Collected data entries
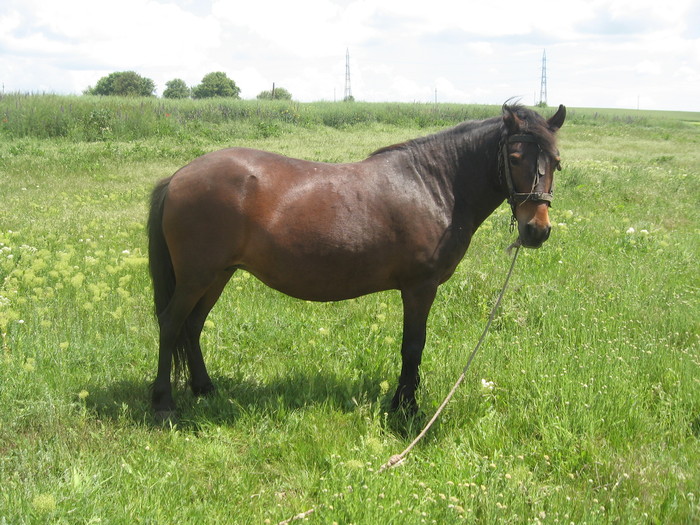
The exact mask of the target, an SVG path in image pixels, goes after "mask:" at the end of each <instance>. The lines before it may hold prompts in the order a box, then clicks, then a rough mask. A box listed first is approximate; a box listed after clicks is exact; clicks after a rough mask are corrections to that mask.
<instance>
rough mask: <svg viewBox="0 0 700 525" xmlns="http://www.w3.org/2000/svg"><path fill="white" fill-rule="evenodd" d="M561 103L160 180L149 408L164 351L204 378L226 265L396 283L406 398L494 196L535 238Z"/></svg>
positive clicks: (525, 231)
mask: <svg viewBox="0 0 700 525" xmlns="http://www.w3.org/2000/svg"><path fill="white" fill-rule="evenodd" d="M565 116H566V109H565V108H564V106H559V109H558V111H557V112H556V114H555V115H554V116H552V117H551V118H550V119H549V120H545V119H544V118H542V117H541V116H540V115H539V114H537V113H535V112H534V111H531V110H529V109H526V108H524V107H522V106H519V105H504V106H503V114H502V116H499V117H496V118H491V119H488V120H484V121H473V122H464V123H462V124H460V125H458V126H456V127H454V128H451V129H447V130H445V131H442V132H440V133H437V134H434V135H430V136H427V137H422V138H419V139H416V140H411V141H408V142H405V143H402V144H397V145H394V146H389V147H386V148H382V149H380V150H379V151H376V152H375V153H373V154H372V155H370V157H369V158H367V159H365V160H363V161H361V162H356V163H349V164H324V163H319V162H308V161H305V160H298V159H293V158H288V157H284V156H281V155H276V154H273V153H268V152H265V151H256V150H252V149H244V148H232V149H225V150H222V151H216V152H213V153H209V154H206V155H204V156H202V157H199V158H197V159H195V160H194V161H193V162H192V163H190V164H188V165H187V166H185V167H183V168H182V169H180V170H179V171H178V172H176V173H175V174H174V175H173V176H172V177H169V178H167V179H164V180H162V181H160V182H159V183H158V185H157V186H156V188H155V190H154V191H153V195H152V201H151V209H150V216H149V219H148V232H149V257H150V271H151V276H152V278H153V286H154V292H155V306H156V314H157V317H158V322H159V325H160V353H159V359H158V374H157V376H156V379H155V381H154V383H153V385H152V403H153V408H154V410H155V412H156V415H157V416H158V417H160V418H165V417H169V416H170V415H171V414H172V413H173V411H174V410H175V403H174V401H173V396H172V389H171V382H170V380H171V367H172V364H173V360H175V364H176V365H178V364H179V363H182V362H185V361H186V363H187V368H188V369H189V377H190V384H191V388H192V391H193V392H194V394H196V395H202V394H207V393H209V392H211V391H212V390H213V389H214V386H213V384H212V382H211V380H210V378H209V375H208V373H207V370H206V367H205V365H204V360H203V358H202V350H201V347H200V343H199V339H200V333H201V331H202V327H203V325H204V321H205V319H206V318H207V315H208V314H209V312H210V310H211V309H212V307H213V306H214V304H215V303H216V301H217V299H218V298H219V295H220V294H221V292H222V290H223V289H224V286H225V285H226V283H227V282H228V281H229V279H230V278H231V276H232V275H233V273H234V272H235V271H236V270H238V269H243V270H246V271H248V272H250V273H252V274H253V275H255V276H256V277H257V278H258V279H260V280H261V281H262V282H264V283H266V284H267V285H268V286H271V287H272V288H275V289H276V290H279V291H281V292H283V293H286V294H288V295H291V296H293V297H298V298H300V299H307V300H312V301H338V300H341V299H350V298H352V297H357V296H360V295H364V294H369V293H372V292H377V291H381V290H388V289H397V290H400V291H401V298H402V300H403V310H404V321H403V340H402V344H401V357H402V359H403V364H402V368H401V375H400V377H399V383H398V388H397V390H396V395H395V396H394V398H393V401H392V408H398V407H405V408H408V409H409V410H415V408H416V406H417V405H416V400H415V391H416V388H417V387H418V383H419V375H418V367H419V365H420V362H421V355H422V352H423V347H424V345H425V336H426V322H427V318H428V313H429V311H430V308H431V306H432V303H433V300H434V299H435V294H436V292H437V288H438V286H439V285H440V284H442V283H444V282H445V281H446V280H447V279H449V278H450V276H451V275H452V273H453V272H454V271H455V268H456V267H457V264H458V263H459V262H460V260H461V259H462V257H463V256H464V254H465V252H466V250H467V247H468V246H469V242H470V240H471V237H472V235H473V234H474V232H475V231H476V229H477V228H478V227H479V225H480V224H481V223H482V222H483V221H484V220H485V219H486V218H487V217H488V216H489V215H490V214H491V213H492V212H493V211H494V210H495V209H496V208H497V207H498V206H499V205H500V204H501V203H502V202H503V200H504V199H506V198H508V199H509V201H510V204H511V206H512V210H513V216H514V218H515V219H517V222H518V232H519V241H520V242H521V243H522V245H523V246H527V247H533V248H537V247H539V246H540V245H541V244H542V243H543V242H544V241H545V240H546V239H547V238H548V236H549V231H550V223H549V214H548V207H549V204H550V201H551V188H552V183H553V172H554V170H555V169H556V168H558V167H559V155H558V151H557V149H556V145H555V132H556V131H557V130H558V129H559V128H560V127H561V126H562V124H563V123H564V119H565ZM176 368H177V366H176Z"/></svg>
--
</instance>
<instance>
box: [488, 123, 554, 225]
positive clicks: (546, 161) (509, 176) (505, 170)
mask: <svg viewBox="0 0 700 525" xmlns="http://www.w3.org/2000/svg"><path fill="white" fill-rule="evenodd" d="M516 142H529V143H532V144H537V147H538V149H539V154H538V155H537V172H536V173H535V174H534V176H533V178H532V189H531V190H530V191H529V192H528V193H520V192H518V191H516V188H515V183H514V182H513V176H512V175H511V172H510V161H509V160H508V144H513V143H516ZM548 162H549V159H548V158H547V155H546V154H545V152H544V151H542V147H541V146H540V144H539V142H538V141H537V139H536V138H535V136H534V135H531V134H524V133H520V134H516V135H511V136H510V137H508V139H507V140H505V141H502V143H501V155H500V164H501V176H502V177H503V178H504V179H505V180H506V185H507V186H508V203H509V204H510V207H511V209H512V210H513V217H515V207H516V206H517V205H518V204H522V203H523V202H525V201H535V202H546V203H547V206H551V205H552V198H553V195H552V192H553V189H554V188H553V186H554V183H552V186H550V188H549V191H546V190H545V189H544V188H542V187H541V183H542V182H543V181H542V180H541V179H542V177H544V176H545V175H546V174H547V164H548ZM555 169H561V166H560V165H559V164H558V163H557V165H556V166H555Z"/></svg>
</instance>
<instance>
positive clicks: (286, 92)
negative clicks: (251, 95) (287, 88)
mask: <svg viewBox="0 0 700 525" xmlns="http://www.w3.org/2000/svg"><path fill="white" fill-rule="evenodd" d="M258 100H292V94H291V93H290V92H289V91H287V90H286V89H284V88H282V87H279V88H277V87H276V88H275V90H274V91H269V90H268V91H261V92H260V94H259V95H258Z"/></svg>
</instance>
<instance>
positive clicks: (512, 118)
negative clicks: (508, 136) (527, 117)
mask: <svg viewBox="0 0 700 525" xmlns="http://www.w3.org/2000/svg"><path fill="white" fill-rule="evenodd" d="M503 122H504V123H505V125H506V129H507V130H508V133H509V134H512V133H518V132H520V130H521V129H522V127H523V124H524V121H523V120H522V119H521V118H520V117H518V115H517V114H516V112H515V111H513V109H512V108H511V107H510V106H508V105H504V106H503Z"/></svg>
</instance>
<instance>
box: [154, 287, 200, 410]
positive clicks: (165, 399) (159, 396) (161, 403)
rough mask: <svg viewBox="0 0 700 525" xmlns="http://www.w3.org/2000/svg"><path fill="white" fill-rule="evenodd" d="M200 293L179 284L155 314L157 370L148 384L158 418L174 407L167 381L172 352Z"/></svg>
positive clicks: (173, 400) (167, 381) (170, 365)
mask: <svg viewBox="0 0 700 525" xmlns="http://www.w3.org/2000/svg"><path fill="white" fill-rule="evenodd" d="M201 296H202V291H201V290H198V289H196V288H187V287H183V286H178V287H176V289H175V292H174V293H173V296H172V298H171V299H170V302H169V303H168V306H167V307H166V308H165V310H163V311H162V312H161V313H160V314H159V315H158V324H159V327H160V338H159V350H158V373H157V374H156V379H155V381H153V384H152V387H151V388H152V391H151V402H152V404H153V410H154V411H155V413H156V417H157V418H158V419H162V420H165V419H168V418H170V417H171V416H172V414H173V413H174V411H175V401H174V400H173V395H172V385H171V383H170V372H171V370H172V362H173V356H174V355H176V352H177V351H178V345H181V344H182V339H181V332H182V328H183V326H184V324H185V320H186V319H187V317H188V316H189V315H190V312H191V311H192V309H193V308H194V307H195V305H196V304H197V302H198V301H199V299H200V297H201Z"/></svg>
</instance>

WHAT YOU NEED TO DO
Taking the entries above, restate exactly those lines that fall between the line with "The exact mask" and the line with "103L160 180L149 408L164", keeping both of those lines too.

RESULT OF THE TASK
The exact mask of the target, an SVG path in image pixels, goes after "mask:" at the end of each <instance>. The lines before it may hold prompts in the order a box, then clicks, then a rough mask. A box listed first is approximate; a box listed after clicks is exact; clicks after a rough mask are corrections to that mask.
<instance>
rough mask: <svg viewBox="0 0 700 525" xmlns="http://www.w3.org/2000/svg"><path fill="white" fill-rule="evenodd" d="M561 103L160 180L149 408L164 351L204 378L226 265L396 283L406 398L494 196L535 238Z"/></svg>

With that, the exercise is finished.